>>>>>
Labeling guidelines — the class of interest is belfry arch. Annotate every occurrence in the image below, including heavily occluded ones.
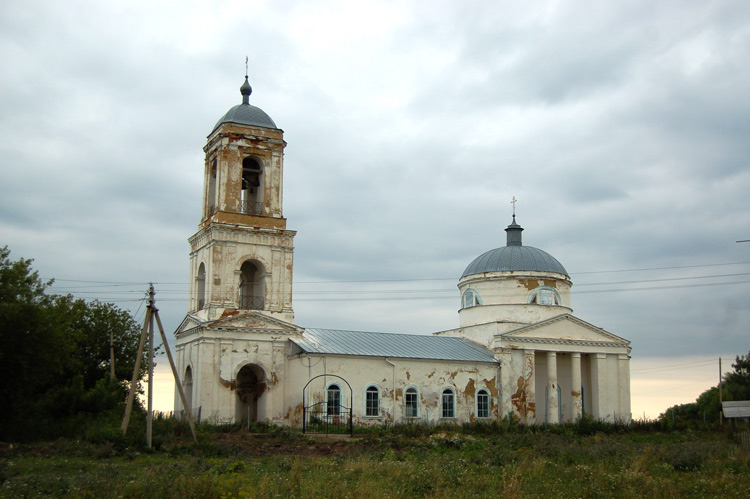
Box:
[238,260,266,310]
[240,156,263,215]
[235,364,267,421]
[195,262,206,310]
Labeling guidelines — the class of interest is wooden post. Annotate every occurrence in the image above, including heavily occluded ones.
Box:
[146,284,156,449]
[154,308,198,444]
[719,357,724,425]
[109,329,115,379]
[122,300,151,435]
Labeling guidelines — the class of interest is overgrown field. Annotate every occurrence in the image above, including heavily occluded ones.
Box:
[0,427,750,498]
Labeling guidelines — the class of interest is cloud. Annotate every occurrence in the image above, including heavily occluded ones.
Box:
[0,0,750,406]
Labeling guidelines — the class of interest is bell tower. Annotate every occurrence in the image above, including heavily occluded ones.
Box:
[189,75,296,323]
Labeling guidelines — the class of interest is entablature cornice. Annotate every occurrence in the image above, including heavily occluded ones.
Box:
[495,337,630,353]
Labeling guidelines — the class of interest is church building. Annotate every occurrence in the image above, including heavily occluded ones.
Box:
[175,76,631,428]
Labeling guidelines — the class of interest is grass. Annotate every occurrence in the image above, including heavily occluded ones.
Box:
[0,425,750,498]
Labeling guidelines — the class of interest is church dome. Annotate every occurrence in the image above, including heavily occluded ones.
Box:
[214,76,278,130]
[461,215,568,278]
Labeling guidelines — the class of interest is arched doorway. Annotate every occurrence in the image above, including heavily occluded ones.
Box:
[235,364,267,421]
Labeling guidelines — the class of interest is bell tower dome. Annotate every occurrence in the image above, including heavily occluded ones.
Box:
[189,75,296,323]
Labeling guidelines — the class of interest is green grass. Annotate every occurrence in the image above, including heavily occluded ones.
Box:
[0,426,750,498]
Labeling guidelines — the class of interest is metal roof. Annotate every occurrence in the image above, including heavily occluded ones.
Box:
[721,400,750,418]
[461,246,568,277]
[292,329,497,362]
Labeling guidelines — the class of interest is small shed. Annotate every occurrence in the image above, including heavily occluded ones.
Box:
[721,400,750,419]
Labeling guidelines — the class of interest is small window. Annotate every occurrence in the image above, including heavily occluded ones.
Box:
[404,388,419,418]
[477,390,490,418]
[326,385,341,416]
[365,386,380,416]
[528,286,562,306]
[463,289,482,308]
[440,388,456,418]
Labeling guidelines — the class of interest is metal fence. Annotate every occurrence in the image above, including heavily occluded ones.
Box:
[302,402,354,435]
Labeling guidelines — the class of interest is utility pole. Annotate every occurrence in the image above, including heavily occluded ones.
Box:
[719,357,724,425]
[146,283,156,449]
[121,284,198,449]
[109,329,115,379]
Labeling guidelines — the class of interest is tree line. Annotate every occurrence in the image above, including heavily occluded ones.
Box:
[0,246,147,441]
[659,352,750,423]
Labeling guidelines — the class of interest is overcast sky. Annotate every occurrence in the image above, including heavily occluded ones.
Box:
[0,0,750,416]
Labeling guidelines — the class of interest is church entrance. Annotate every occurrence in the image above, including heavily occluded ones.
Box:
[302,374,354,435]
[235,364,266,422]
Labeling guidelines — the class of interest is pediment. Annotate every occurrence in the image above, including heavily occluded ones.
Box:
[174,314,204,335]
[498,314,630,346]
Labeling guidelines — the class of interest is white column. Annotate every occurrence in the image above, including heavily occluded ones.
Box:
[570,352,583,420]
[591,353,608,420]
[617,354,631,423]
[523,350,536,424]
[547,352,560,424]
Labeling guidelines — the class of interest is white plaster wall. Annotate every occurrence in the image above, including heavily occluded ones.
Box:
[190,223,296,323]
[284,354,499,427]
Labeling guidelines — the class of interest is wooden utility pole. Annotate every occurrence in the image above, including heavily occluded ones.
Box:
[109,329,115,379]
[122,284,198,449]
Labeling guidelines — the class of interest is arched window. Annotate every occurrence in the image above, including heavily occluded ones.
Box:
[477,388,490,418]
[206,158,217,217]
[195,262,206,310]
[440,388,456,418]
[463,289,482,308]
[527,286,562,306]
[182,366,193,414]
[365,385,380,417]
[326,385,341,416]
[239,262,265,310]
[240,156,263,215]
[404,386,419,418]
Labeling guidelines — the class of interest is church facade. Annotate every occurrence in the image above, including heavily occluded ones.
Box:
[175,77,631,427]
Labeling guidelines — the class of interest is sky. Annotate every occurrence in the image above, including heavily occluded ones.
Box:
[0,0,750,417]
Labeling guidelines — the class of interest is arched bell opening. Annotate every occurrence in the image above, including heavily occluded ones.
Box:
[195,263,206,310]
[241,156,263,215]
[235,364,267,421]
[239,261,266,310]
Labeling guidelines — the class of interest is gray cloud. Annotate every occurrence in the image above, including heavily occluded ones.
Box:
[0,1,750,380]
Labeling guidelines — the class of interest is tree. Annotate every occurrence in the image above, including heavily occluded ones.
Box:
[659,352,750,422]
[0,246,147,439]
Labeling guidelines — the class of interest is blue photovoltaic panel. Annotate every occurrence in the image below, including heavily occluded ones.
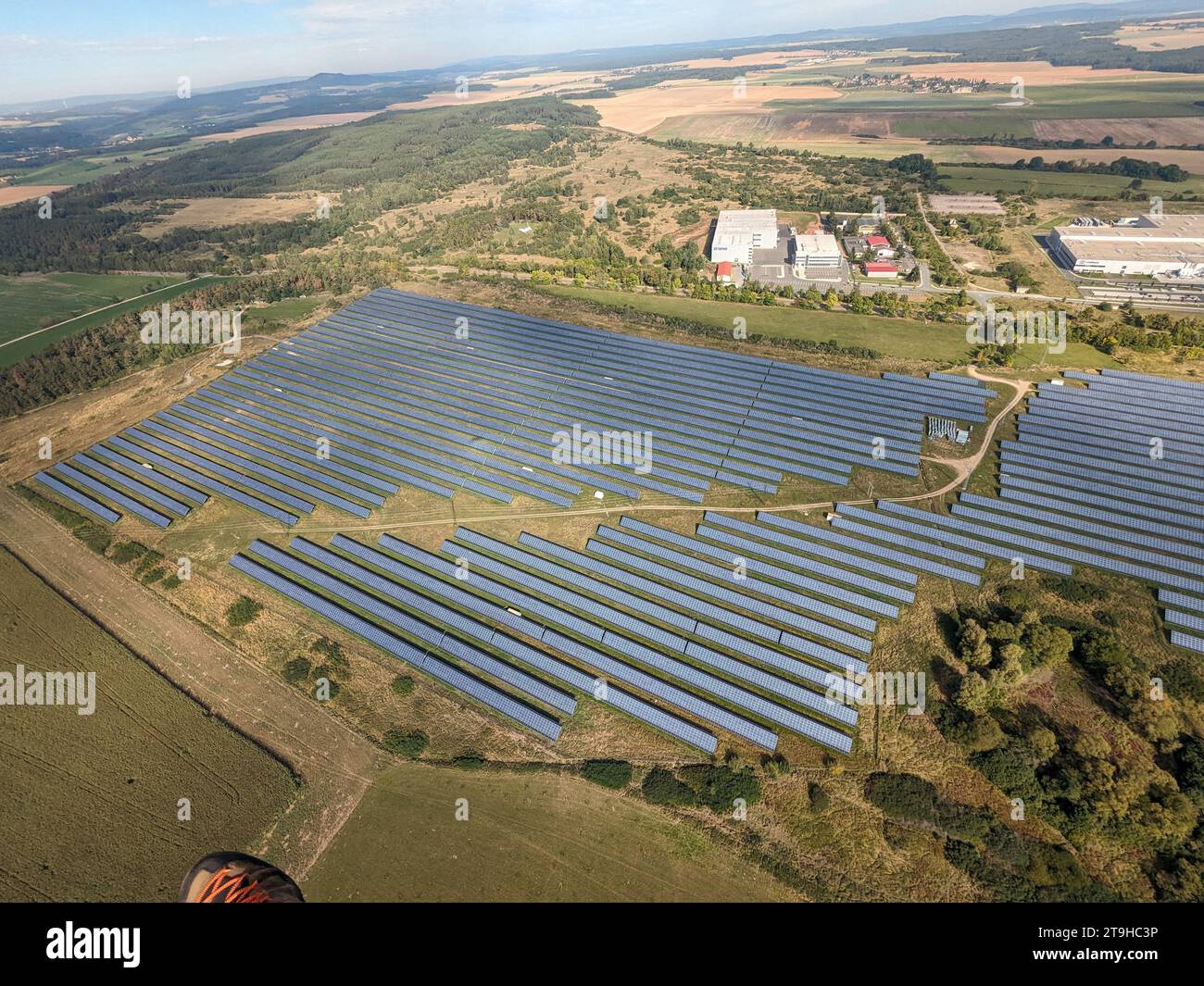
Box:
[1159,589,1204,613]
[51,462,171,528]
[125,421,313,513]
[33,472,121,524]
[878,500,1072,576]
[275,538,577,715]
[586,538,872,654]
[230,555,560,741]
[106,432,301,525]
[1165,609,1204,633]
[88,445,209,505]
[1171,630,1204,654]
[832,504,986,568]
[543,630,778,750]
[952,504,1204,577]
[847,501,1071,576]
[71,452,192,517]
[722,510,919,585]
[51,462,171,528]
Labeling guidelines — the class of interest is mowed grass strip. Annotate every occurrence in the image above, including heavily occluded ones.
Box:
[0,549,296,902]
[302,763,789,901]
[0,273,225,368]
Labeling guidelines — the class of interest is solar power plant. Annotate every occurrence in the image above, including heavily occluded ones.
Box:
[28,289,995,526]
[221,529,872,754]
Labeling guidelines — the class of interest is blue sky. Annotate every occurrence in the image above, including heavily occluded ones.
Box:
[0,0,1024,104]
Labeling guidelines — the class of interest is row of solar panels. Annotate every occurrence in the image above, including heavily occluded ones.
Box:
[307,304,918,481]
[370,289,985,420]
[227,529,856,753]
[1016,371,1204,646]
[39,290,991,526]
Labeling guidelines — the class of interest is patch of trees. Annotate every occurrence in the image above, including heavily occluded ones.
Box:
[864,773,1116,902]
[930,580,1204,895]
[1011,156,1191,181]
[582,760,633,791]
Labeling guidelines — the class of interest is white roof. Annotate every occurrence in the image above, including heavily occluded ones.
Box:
[795,232,840,256]
[715,208,778,237]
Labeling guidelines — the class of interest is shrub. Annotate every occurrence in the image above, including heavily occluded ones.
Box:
[109,541,147,565]
[284,657,309,685]
[866,773,938,822]
[582,760,633,791]
[384,727,430,760]
[225,596,264,626]
[639,767,698,805]
[678,763,761,814]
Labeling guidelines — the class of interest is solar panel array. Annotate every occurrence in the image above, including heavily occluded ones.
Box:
[900,369,1204,648]
[30,289,994,528]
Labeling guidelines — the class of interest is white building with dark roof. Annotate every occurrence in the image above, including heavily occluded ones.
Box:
[710,208,778,264]
[1048,214,1204,278]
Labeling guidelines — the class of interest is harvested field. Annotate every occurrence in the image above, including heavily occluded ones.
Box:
[928,195,1006,216]
[140,192,338,238]
[578,81,839,133]
[304,765,792,901]
[195,111,378,144]
[0,185,71,208]
[1032,117,1204,145]
[907,61,1199,85]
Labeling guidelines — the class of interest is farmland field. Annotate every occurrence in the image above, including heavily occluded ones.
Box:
[302,765,785,901]
[545,286,1119,368]
[940,165,1204,197]
[0,552,295,901]
[0,273,230,368]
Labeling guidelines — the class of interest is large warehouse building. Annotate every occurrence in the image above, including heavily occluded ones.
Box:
[710,208,778,264]
[790,232,840,277]
[1048,214,1204,278]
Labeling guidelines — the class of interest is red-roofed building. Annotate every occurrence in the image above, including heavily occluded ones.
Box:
[866,261,899,277]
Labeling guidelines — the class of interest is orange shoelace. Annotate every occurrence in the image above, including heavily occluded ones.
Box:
[196,867,270,905]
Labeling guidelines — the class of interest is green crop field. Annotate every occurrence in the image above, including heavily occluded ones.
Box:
[940,165,1204,197]
[0,273,231,368]
[0,550,296,901]
[302,765,784,901]
[13,144,201,185]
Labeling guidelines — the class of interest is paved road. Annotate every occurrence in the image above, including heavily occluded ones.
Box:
[0,488,384,878]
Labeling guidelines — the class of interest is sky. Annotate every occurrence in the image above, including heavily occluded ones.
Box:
[0,0,1038,104]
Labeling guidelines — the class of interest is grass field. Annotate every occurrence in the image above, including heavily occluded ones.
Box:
[542,285,1119,368]
[302,765,786,902]
[940,165,1204,197]
[0,273,230,368]
[6,144,199,185]
[0,550,295,901]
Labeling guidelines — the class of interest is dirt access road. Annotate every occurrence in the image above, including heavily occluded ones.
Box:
[0,486,386,879]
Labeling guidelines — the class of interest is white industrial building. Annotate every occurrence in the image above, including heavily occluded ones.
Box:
[1048,214,1204,278]
[790,232,840,277]
[710,208,778,264]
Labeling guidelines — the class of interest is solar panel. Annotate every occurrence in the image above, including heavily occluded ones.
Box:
[616,517,899,618]
[33,472,121,524]
[230,555,560,741]
[1159,589,1204,613]
[71,452,192,517]
[88,444,209,505]
[51,462,171,528]
[1171,630,1204,654]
<<<<<
TO BE DONE ▸ Starting at the line containing "Labeling guidelines — the class of interest is farmland" and ending after the line containing "[196,867,270,905]", rewrite these lines with "warehouse" renamed to "storage" and nothing else changed.

RESPONSE TO THE TASK ▸
Labeling guidelines — the class of interest is farmland field. Annotate every occurrence in the image above, including heavily occluded ones.
Box:
[302,765,785,901]
[545,286,1119,368]
[940,165,1204,197]
[0,552,295,901]
[0,273,230,368]
Labeling guidelines — the class of interest is large storage building. Annotate every occurrence in the image above, including heavily occluded ones.
Box:
[710,208,778,264]
[790,232,840,277]
[1048,214,1204,278]
Labeling guidelines — the class of interest is red-roofed building. Annotate every occurrence in the image above, including heavily occluded ones.
Box:
[866,261,899,277]
Labeling guidelines — the class of interest is orange shoelace. Annotate every occurrence in the image above, including heavily occluded ones.
Box:
[196,867,270,905]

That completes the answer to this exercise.